▶ **Problem requirements**
Your answer should consist of each line from the data below that contains "green".

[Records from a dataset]
# # #

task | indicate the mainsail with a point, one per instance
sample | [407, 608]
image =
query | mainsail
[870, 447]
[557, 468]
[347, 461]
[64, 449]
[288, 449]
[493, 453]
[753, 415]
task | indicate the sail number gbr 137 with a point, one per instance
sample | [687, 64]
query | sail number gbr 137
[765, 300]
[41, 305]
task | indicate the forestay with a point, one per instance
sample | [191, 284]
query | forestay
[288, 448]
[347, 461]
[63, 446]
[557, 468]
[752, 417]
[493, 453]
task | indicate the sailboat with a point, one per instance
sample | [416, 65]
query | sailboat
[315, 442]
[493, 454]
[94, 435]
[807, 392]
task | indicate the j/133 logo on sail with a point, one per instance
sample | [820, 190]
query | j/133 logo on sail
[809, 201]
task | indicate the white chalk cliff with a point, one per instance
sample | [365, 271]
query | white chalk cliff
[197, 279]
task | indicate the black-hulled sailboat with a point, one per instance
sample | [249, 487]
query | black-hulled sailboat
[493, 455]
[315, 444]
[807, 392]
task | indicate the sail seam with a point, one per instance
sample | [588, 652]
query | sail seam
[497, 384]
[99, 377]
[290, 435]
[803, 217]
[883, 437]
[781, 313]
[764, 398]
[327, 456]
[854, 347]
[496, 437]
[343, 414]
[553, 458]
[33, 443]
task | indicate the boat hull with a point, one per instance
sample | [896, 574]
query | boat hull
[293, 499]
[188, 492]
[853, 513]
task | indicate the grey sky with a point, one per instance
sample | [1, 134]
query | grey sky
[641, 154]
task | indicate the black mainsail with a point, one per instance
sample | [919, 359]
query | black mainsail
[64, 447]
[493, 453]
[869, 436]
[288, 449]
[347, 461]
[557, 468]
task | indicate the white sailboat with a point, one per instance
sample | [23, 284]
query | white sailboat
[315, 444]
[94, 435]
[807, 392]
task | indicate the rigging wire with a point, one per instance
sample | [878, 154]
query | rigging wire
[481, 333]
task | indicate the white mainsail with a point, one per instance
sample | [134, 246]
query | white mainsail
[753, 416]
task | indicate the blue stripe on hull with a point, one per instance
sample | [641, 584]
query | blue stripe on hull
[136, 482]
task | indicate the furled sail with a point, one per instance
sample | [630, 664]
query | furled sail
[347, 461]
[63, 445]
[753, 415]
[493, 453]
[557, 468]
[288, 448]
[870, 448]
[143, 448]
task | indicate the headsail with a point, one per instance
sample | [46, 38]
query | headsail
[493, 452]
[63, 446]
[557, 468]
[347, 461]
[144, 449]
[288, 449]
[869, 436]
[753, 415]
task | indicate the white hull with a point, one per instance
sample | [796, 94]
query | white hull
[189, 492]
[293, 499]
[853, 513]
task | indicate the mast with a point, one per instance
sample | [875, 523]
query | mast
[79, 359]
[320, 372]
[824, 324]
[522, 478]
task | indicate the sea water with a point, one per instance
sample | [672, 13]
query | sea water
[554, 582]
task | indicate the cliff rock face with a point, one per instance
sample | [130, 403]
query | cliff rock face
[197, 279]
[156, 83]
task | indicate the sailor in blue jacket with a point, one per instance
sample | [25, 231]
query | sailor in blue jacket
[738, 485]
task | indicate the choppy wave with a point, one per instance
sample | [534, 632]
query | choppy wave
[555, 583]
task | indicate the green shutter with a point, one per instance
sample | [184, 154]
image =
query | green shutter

# # #

▶ **Exercise result**
task | indicate the green shutter with a point, one per instance
query | green shutter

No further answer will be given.